> _WORK ORDER_
Please count how many lines in the items below contain the string "written" as a case-sensitive match, and reply with only that number.

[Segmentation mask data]

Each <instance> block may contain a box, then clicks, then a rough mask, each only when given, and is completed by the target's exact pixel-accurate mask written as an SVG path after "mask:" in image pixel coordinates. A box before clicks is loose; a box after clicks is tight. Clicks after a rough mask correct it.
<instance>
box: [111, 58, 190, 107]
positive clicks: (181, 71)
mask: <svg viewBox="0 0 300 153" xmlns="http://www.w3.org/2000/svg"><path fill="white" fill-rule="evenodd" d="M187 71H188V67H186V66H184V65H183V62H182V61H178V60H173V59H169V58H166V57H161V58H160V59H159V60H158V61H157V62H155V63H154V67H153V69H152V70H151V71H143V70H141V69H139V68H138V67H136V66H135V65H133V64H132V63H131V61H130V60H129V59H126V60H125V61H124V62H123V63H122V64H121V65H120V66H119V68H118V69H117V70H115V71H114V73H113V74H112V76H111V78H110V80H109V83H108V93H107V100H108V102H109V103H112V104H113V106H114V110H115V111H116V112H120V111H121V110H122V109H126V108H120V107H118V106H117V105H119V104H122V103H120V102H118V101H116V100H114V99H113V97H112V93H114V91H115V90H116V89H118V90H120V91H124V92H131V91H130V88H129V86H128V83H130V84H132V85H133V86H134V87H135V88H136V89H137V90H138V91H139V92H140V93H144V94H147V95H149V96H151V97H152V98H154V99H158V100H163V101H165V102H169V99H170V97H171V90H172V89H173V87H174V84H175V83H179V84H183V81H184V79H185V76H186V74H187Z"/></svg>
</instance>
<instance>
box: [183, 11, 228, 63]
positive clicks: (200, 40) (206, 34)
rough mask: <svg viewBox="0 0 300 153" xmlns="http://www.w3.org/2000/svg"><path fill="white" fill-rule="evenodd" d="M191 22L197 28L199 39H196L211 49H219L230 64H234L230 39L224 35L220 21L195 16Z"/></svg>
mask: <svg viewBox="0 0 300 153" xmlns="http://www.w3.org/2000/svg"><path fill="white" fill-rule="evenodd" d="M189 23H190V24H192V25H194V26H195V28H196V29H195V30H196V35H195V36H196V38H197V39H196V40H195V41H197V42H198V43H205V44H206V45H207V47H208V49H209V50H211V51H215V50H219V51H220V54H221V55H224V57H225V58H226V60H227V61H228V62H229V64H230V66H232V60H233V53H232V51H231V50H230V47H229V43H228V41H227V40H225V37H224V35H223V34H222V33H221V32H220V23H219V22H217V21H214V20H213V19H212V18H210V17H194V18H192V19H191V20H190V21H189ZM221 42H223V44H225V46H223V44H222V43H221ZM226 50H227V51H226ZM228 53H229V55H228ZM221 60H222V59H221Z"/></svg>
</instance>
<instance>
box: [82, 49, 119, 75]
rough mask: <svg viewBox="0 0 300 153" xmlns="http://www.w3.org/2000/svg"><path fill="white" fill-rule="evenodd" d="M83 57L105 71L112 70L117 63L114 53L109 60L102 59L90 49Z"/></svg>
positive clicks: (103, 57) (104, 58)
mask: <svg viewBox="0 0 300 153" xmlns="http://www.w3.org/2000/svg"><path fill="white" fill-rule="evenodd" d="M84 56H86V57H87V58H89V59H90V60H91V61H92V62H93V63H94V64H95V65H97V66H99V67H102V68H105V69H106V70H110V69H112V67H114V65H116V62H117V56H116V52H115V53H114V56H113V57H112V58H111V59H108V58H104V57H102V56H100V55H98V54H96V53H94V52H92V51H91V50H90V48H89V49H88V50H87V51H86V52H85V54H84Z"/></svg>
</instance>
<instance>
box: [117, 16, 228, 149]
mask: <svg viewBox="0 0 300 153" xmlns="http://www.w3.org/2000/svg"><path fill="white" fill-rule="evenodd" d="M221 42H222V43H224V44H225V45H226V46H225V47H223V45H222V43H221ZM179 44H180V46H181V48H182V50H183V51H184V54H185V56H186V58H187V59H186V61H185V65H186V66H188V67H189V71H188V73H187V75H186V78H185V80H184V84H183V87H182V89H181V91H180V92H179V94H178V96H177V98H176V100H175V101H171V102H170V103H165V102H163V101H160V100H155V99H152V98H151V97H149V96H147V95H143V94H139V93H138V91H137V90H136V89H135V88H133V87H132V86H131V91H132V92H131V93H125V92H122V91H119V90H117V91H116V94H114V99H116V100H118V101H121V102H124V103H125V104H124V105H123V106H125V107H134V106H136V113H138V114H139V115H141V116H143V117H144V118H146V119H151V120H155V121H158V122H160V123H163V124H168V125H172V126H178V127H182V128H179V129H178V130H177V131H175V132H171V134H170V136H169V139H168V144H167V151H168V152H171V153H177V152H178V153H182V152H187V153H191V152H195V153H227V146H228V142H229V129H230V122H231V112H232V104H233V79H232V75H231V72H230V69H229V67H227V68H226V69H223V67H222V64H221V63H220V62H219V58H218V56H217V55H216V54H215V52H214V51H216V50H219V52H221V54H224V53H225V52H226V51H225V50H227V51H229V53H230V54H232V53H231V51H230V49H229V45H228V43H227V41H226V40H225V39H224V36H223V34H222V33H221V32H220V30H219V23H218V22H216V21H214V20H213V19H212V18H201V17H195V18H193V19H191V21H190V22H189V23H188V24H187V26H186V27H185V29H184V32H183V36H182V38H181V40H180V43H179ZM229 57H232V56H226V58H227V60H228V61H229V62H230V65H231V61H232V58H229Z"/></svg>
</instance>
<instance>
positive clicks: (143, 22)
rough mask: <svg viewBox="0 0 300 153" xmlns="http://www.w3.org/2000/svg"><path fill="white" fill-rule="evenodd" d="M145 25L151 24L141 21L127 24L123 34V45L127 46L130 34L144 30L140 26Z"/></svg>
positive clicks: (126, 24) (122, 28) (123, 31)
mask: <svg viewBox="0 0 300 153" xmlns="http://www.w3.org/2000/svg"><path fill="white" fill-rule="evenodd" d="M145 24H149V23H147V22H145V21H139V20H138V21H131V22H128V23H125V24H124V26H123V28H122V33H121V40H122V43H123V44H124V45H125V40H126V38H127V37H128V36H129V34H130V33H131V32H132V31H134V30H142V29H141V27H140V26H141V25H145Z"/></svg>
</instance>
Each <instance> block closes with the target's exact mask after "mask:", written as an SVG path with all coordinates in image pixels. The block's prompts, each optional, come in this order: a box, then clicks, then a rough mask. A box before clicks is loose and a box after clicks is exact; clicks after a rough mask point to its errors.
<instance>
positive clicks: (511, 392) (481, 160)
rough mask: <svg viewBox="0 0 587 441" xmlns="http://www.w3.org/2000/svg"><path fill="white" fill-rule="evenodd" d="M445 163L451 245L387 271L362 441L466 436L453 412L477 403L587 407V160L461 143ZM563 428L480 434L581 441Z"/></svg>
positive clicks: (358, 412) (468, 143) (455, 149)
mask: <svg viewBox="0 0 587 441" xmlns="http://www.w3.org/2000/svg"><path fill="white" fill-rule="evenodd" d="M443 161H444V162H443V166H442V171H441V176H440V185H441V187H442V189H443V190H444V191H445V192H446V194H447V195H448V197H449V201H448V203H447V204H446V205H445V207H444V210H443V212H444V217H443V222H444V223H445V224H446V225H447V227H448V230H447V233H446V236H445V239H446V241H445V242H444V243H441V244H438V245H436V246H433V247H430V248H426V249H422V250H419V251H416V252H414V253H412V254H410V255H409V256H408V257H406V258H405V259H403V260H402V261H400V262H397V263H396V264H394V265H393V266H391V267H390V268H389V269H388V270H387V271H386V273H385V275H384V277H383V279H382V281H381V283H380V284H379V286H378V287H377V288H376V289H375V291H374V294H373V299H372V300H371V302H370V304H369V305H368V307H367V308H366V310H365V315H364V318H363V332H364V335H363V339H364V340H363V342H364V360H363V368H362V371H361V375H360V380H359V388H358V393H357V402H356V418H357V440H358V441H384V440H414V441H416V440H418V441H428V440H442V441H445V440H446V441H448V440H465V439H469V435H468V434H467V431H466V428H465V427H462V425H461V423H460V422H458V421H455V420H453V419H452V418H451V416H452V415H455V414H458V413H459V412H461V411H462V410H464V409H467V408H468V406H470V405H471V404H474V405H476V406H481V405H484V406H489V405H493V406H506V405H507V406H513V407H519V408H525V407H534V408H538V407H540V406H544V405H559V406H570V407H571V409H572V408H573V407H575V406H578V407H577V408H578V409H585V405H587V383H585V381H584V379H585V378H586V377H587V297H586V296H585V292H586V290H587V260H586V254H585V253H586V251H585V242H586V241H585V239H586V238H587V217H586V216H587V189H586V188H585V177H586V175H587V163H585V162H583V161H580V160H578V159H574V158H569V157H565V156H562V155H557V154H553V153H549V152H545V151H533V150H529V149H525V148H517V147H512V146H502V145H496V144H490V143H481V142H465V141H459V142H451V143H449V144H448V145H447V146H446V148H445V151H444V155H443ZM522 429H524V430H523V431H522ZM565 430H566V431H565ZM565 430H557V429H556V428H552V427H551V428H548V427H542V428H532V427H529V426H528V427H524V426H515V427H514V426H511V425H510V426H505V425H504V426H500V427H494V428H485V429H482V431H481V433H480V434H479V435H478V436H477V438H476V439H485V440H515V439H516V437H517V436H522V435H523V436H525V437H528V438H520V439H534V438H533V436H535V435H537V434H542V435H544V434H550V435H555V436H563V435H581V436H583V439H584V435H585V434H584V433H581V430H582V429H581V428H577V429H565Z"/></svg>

> _REPLY TO THE EXERCISE_
2